━━━ RECORDS SHOWN

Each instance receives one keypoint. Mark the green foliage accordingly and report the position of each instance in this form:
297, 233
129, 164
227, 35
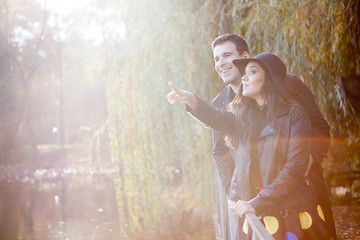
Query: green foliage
318, 40
153, 144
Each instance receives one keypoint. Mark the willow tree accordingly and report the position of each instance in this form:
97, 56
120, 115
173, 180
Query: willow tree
157, 147
319, 42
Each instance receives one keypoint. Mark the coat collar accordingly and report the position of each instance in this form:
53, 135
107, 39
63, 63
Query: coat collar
224, 97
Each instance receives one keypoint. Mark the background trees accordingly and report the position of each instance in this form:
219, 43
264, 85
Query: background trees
98, 74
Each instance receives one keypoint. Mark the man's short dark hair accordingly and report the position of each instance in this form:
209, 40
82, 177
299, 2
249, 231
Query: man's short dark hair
239, 41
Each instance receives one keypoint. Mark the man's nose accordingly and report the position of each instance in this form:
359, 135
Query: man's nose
221, 62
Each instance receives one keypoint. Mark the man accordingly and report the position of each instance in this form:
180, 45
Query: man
228, 47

━━━━━━

AIM OF THE EXERCISE:
Rewrite all of the records above, replacing "keypoint" with "marker" and leaving everything else unchanged. Omit the pictures from your answer.

RESULT OF THIS EXERCISE:
Each instance receives one marker. Mark the green foliage accordingly and report the position of each instance in this form:
297, 233
129, 164
227, 35
Query: green foliage
318, 40
153, 144
Each instance receives one marker. Mark the willow tree accordingly and report the position of each instance in this form:
97, 56
120, 115
173, 180
Query: willow tree
157, 147
319, 42
Each instance receives one marker. Mark the coat collar accordingly and report the position of each instance in this form:
53, 135
107, 39
63, 63
Query: coat collar
224, 97
Each instance receives one marker. Mark the background trees accordingly and report the position of each instance in this form:
219, 43
264, 85
Query: background trees
98, 74
Each instance receives one marker. Mark the man's short dark hair accordingly and report the position of each instance in this form:
209, 40
82, 177
299, 2
249, 231
Query: man's short dark hair
239, 41
Each instance receives one marker. Mark the man's nose accordingly and report the position of each instance in this form:
359, 135
Query: man's nose
221, 62
Each instance receives one marker. Mark the man accordingly and report the position of each instance in this form:
180, 45
Query: man
228, 47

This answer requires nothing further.